- [Data lines]
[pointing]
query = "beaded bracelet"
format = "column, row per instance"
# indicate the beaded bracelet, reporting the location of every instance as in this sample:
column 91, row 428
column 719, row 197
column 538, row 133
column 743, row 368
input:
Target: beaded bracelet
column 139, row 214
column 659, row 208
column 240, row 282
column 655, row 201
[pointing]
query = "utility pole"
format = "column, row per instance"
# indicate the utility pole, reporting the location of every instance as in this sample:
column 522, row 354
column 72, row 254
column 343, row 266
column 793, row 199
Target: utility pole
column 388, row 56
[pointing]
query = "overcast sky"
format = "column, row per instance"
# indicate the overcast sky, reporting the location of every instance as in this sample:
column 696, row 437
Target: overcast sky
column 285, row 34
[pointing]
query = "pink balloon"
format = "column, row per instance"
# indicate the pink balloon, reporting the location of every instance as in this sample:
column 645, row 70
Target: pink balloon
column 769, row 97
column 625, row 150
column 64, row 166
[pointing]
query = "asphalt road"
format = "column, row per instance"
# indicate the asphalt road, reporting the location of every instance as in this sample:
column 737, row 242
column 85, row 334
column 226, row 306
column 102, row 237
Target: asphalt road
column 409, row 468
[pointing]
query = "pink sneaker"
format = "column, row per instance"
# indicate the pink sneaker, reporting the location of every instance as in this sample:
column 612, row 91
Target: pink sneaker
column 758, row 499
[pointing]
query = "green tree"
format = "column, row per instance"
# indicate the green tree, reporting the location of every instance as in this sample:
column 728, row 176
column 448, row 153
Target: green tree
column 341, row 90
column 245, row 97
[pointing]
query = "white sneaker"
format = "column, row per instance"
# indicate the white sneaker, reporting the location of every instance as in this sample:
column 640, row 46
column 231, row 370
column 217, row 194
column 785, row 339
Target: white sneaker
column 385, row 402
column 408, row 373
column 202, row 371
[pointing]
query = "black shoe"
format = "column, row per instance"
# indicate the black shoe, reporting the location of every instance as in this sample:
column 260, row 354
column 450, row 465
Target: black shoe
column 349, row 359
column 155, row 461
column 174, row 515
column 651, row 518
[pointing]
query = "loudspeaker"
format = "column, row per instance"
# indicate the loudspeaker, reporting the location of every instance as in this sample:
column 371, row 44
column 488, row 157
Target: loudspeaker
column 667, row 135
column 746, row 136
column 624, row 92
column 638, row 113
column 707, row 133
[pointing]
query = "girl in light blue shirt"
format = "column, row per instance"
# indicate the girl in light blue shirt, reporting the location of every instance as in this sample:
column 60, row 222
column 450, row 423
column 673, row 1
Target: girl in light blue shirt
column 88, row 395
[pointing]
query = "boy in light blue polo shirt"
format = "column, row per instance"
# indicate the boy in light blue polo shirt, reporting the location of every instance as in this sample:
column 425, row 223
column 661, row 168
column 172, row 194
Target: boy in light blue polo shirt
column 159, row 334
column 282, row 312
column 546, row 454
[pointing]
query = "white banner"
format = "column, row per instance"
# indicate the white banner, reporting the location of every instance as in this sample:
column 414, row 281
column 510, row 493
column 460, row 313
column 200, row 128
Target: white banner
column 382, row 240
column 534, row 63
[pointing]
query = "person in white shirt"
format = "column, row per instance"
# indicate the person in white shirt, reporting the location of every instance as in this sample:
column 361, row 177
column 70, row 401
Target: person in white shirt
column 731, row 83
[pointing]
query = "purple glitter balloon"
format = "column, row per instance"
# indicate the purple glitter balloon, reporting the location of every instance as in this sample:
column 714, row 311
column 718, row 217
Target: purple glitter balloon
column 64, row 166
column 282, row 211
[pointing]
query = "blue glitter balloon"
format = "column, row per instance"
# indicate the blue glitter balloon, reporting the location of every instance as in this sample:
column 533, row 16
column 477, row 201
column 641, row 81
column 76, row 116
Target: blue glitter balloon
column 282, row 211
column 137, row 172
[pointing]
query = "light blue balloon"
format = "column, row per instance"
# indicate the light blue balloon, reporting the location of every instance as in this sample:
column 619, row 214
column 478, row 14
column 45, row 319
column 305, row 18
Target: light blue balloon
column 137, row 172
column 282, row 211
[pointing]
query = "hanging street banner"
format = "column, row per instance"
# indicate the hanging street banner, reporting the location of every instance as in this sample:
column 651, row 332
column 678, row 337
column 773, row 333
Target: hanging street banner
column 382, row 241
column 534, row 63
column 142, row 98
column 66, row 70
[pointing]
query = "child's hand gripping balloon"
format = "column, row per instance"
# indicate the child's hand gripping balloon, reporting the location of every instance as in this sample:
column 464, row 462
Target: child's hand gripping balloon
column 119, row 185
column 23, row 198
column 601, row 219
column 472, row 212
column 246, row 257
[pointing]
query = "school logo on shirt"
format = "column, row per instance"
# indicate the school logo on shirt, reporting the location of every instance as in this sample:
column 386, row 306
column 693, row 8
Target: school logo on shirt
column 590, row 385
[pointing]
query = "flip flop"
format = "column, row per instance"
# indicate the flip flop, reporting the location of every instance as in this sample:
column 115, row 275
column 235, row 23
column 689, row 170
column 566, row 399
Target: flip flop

- [Task goal] From the records above, please extract every line and repeat it exactly.

- [Result of the exercise]
[pointing]
query = "beaded bracelet"
format = "column, row per instance"
# indicate the beaded bracelet, reporting the location of every instance as in this sample:
column 91, row 428
column 719, row 197
column 538, row 133
column 743, row 368
input:
Target: beaded bracelet
column 139, row 214
column 659, row 208
column 240, row 282
column 655, row 201
[pointing]
query = "utility pole"
format = "column, row per instance"
# indicate the utility pole, reporting the location of every instance as in this sample:
column 522, row 354
column 72, row 254
column 343, row 266
column 793, row 199
Target: utility pole
column 388, row 56
[pointing]
query = "overcast sky"
format = "column, row per instance"
# indicate the overcast sky, reporting the location of every instance as in this sample:
column 696, row 437
Target: overcast sky
column 285, row 34
[pointing]
query = "pink balloon"
format = "column, row per instance"
# indicate the pink balloon, reporting the location of every instance as in this sample:
column 645, row 70
Target: pink balloon
column 769, row 97
column 625, row 150
column 64, row 166
[pointing]
query = "asphalt road"
format = "column, row per instance"
# indicate the asphalt road, reporting the location of every instance as in this sample:
column 737, row 242
column 85, row 334
column 226, row 306
column 102, row 237
Target: asphalt road
column 409, row 468
[pointing]
query = "pink sneaker"
format = "column, row per instance"
# indicate the pink sneaker, reporting the location of every instance as in this sample:
column 612, row 91
Target: pink sneaker
column 758, row 499
[pointing]
query = "green tree"
format = "column, row per instance"
# indicate the green tree, reporting the location of every instance as in this sample:
column 728, row 176
column 448, row 153
Target: green tree
column 341, row 90
column 245, row 97
[pointing]
query = "white sneaker"
format = "column, row per instance"
# indicate the white sneaker, reporting the location of every instance as in this sample:
column 640, row 46
column 231, row 370
column 217, row 194
column 785, row 339
Target: white sneaker
column 385, row 402
column 408, row 373
column 202, row 371
[pointing]
query = "black shoe"
format = "column, row per instance"
# indicate the black shoe, reporting the location of every instance as in this sample:
column 260, row 354
column 450, row 465
Target: black shoe
column 349, row 359
column 155, row 461
column 174, row 515
column 651, row 518
[pointing]
query = "loudspeaker"
format = "column, row per instance"
# indicate the loudspeaker, reporting the location of every instance as in this sample:
column 371, row 44
column 488, row 157
Target: loudspeaker
column 667, row 135
column 746, row 136
column 624, row 92
column 638, row 113
column 707, row 133
[pointing]
query = "girl in light blue shirt"
format = "column, row per instance"
# indicate the girl in light blue shirt, reporting the location of every instance as in this sample:
column 60, row 222
column 450, row 423
column 673, row 1
Target: girl in light blue shirt
column 88, row 395
[pointing]
query = "boy in light blue polo shirt"
format = "column, row per instance"
# indicate the boy in light blue polo shirt, reporting the location of every instance as in this sample:
column 425, row 223
column 661, row 168
column 172, row 194
Target: boy in light blue polo shirt
column 159, row 334
column 282, row 312
column 546, row 454
[pointing]
query = "white banner"
format = "column, row per instance"
# indicate the white banner, reporting the location of every instance as in this sample:
column 414, row 281
column 510, row 493
column 460, row 313
column 200, row 128
Target: white banner
column 382, row 240
column 534, row 63
[pointing]
query = "person in white shirt"
format = "column, row per instance"
# indicate the person in white shirt, reporting the location of every instance as in this sample:
column 361, row 177
column 70, row 401
Target: person in white shirt
column 731, row 83
[pointing]
query = "purple glitter balloon"
format = "column, row per instance"
# indicate the purple glitter balloon, reporting the location of every instance as in this sample:
column 714, row 311
column 718, row 217
Target: purple glitter balloon
column 64, row 166
column 282, row 211
[pointing]
query = "blue glitter balloon"
format = "column, row per instance"
# indicate the blue glitter balloon, reporting the location of every instance as in this sample:
column 533, row 16
column 477, row 201
column 641, row 81
column 76, row 116
Target: blue glitter balloon
column 282, row 211
column 137, row 172
[pointing]
query = "light blue balloon"
format = "column, row per instance"
# indicate the light blue balloon, reporting the location of every instance as in this sample:
column 619, row 214
column 478, row 14
column 45, row 319
column 305, row 18
Target: light blue balloon
column 137, row 172
column 282, row 211
[pointing]
query = "hanging street banner"
format = "column, row per instance"
# indicate the hanging street banner, reporting the location of every instance as in this sample:
column 651, row 332
column 678, row 337
column 773, row 333
Target: hanging street banner
column 382, row 241
column 534, row 63
column 142, row 98
column 66, row 70
[pointing]
query = "child's hand gripping balloon"
format = "column, row per instance"
# indicate the child's hand gripping balloon, reporting the location of every instance as in this sample:
column 464, row 462
Target: child's hand gripping balloon
column 119, row 185
column 23, row 198
column 601, row 219
column 472, row 212
column 246, row 257
[pointing]
query = "school logo on shirt"
format = "column, row per instance"
# indicate the school logo on shirt, reporting the location of every instance as in this sample:
column 386, row 306
column 693, row 8
Target: school logo on shirt
column 590, row 385
[pointing]
query = "flip flop"
format = "column, row per instance"
# indicate the flip flop, reporting the location of every instance as in this sample:
column 115, row 275
column 235, row 23
column 689, row 170
column 566, row 399
Target: flip flop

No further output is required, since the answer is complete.